What to do:
Carry on the account of the quarrel between Brendan Behan and Anthony Cronin, writing onward from its final sentence.
— Begin Supplied passage —
The reverberations of the inscription didn’t end there. It was widely assumed that whatever about writing the profile, only Behan could have passed on the damning book to Costello, an act considered treachery in Dublin literary circles. This was to have a violent denouement, not for Kavanagh, but for his friend Anthony Cronin.

Behan, it has since emerged, was innocent of the charge of helping lawyers (it was one of his cousins who gave Costello the book). But Cronin now refused to speak to him and, from his high horse, rebuffed several drunken attempts by Behan to explain.

In his memoir, Dead as Doornails, Cronin would confess: “I was a prig of course, indulging myself in a little bit of drama in which I was the haughty incorruptible and Brendan the indubitable villain ... We should beware of the grand gestures which it costs us nothing to make.”

One night in Davy Byrne’s, Cronin watched a drunken Behan enter, complaining loudly about culchies and other threats to civilisation. Barmen escorted him out but he was on the warpath this time and not to be deflected.

When Cronin left two hours later, Behan was still there, although the first his victim knew about it when being grabbed by the collar and rushed headfirst “at six or seven miles an hour” into a lamp-post. Shocked but not quite concussed, he was able to rally and, having identified the attacker, use Behan’s weight and rage against him. An overcoat Cronin always carried was also crucial.
— End Supplied passage —
— Begin Dataset content —
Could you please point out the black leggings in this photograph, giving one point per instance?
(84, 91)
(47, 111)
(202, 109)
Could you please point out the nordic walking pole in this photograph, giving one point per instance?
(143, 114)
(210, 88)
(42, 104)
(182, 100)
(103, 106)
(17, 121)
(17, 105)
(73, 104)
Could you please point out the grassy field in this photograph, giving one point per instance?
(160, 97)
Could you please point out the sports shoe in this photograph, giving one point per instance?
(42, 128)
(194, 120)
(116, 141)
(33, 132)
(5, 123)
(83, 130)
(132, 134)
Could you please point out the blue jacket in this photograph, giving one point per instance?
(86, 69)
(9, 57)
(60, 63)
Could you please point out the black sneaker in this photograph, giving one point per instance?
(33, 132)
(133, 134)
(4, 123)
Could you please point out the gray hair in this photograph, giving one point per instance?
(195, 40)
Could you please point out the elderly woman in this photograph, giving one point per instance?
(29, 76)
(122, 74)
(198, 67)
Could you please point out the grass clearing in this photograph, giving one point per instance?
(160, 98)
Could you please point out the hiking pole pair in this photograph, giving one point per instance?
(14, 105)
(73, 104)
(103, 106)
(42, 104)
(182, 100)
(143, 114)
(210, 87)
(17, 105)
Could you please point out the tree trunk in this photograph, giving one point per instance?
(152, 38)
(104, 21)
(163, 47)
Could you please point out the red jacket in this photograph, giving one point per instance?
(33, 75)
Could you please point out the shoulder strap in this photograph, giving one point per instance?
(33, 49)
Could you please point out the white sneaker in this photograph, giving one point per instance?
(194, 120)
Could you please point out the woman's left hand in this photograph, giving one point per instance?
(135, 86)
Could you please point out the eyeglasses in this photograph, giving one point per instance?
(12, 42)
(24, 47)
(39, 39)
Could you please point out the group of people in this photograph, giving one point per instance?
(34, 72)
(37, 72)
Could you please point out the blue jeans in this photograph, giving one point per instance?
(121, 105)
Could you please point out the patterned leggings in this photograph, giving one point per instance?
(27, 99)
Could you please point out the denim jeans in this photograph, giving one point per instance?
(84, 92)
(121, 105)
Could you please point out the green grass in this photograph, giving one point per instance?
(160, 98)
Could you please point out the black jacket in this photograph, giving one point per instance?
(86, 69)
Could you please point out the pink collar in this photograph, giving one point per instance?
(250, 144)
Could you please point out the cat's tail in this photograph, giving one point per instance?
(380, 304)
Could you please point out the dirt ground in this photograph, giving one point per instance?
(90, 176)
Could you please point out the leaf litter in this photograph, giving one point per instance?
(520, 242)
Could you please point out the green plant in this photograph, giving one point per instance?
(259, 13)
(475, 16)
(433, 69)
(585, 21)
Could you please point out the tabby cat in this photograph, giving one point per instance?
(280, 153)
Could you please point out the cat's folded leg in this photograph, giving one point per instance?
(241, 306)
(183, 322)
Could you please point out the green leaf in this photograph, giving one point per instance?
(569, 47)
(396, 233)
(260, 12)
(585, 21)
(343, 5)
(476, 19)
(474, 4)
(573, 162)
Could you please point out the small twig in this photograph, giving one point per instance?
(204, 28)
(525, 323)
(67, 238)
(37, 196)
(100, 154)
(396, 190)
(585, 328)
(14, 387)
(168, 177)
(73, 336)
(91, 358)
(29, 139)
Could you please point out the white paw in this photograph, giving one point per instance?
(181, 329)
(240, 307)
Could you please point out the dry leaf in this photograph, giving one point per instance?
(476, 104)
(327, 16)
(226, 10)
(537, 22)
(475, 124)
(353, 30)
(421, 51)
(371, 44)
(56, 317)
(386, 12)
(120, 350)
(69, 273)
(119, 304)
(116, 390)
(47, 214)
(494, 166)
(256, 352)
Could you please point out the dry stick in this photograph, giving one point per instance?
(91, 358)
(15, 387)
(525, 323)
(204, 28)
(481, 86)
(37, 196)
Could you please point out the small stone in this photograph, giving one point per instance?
— End Dataset content —
Expected output:
What followed was less a boxing match and more like a two-legged bullfight, as Behan charged repeatedly while Cronin used the coat like a cape to baffle him and deliver glancing blows in passing.

A crowd cheered accordingly, until Behan’s rage spent itself. Then he dismissed them all as culchies and walked away. In another pub later that night, news of the scrap was greeted by a jubilant Kavanagh who commented: “Didn’t I tell you the bacon would be no match for the slicer?”

It may be apt that the book and its fateful inscription devolved eventually into the possession of a barman – the late Tommy Smith of Grogan’s. It will be Lot 276 in a two-day sale of his and other collections at Purcell Auctioneers in Birr (and online) next week. Is it too much to hope that this fascinating vignette of 20th century literary history might now end up in a museum?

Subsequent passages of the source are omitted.